Quelle est votre ligne ?

Dans l’esprit du Comité national de la Résistance, c’est une ligne de dépassement des divergences partisanes en vue du rétablissement de la souveraineté nationale dans tous les domaines, mais aussi de la souveraineté du peuple français, c’est-à-dire la restauration d’une démocratie pleine et entière. Politiquement nous nous inscrivons dans le sillage de la gauche républicaine et du gaullisme social avec pour objectif le retour d’un État fort et social, planificateur dans l’économie, soucieux d’abord des intérêts des Français et qui redonne à la France sa stature unique dans le monde.

Cela passe-t-il selon vous par une sortie de l’Union européenne ?

Nous voulons bien davantage qu’un Frexit : nous voulons que l’UE disparaisse. Comme Coralie Delaume, nous pensons que les institutions bruxelloises représentent un danger majeur et qu’il faut dès lors employer tous nos efforts à les abolir.

Pourquoi ?

Parce que l’Union européenne, en l’état, et contrairement à sa légende, constitue un frein à la paix et à la prospérité. Parce que c’est un système antidémocratique, qui affaiblit les États membres et qui retire sa souveraineté à chaque nation du continent, pas seulement à la nôtre.

Mais alors un Frexit est-il exclu ?

Non, c’est une option sur la table, parmi d’autres, mais que nous n’aurons aucun scrupule à utiliser si nécessaire. Il nous faut un “plan B”, pour reprendre l’expression que j’employais quand j’étais en charge des questions internationales auprès de Jean-Luc Mélenchon lors de sa campagne de 2017. A l’époque, le leader insoumis, qui a hélas complètement changé d’avis depuis, disait : “L’Europe, on la change ou on la quitte”. Cela résume assez bien notre position.

______

● Consigne:
Poursuivez l'entretien ci-dessus sur l'Union européenne en reprenant juste après sa dernière réponse.

______

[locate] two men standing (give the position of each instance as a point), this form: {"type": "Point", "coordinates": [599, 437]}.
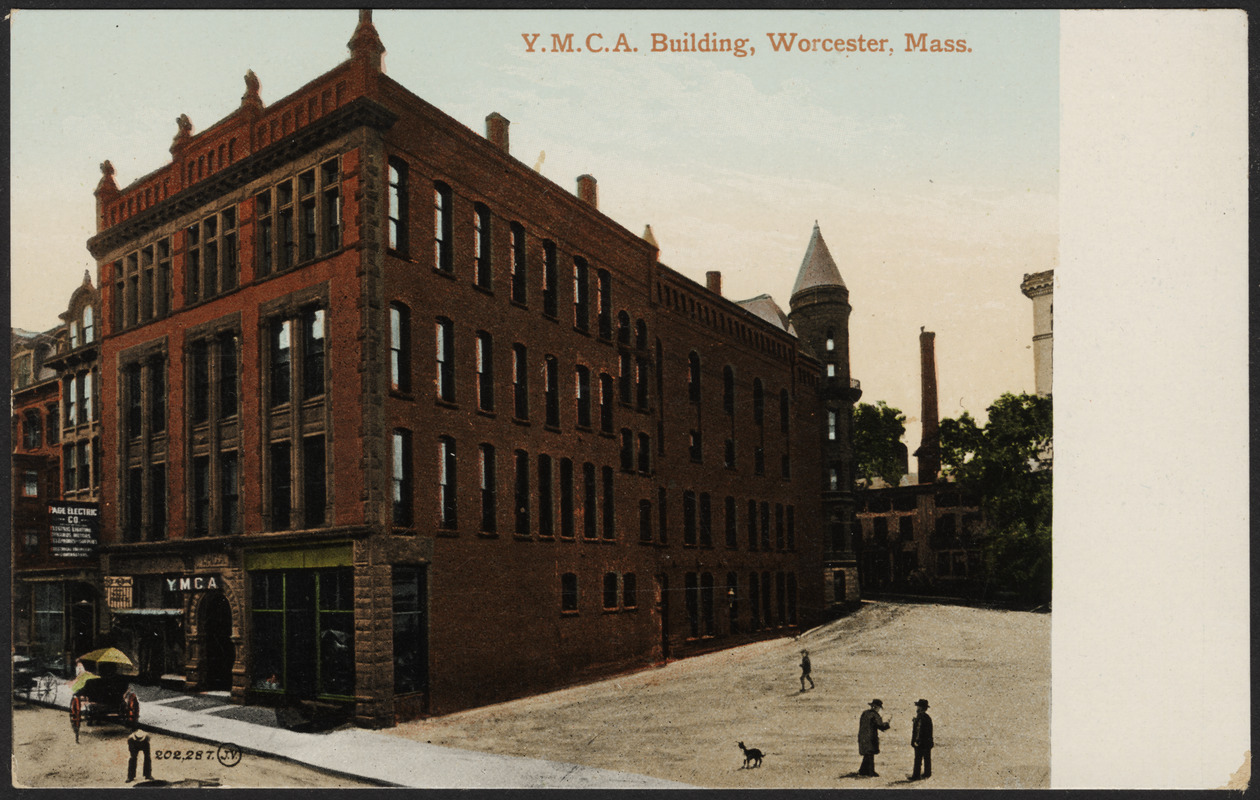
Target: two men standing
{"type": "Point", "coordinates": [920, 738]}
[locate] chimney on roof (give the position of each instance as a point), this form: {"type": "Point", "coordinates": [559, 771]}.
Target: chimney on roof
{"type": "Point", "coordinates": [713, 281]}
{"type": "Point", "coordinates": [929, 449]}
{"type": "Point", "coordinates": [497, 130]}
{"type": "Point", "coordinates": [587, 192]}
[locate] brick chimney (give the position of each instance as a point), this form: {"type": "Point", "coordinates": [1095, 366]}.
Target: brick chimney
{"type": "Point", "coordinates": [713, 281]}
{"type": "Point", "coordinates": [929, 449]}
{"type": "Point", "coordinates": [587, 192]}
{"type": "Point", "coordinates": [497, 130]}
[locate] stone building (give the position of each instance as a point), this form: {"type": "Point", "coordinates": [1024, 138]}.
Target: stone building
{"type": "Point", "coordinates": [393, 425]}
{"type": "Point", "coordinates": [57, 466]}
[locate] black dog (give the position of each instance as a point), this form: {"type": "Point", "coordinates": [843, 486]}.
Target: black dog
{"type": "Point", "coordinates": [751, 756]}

______

● Réponse à la consigne:
Revenons-en au plan A. Quelle autre Europe voulez-vous construire ?

Celle qui avait été conçue par le général de Gaulle avec le traité de l’Elysée de 1963. Une Europe des nations et des peuples, sans instance supra-étatique, mais avec des formes de coopérations bilatérales et multilatérales entre les pays et une émancipation vis-à-vis des États-Unis et de l’OTAN. Rien à voir avec l’Europe du repli nationaliste dont rêvent certains.

Mais est-il réaliste d’anéantir un système, l’euro, qui nous a permis de nous endetter de façon considérable ?

C’est justement l’euro le problème. Il nous a menés dans une situation de fragilité inouïe. Nous n’avions pas de dette quand la France était indépendante. Plus nous nous sommes intriqués dans le dispositif communautaire, plus nous nous sommes mis en situation de soumission financière.

Admettons que l’euro soit le problème. Sa suppression ne poserait-elle pas encore plus de problèmes ?

Si la France restaurait le franc, nos créanciers continueraient de nous respecter. Je refuse d’accepter l’argument des « dix plaies d’Egypte » dès lors que l’on propose de faire quoi que ce soit. Le TINA de Thatcher (There is no alternative) n’est pas ma tasse de thé.

Venons-en à la guerre russo-ukrainienne, qui constitue le principal fait nouveau depuis les dernières élections européennes. Quel regard portez-vous sur ce conflit ?

D’abord un regard français. Je déplore qu’Emmanuel Macron instrumentalise ce drame, qu’il s’en serve pour ne pas parler de sa gestion calamiteuse de l’Etat, de la crise économique, des fermetures d’entreprises et de la précarisation des travailleurs. Pire encore, j’accuse le chef de l’Etat d’utiliser l’Ukraine comme un objet sacrificiel lui permettant de faire de la propagande pour son projet d’Europe fédérale. Ce n’est pas un hasard si les dirigeants les plus européistes sont les plus va-t-en-guerre.

Voulez-vous dire qu’il s’agit d’un complot ?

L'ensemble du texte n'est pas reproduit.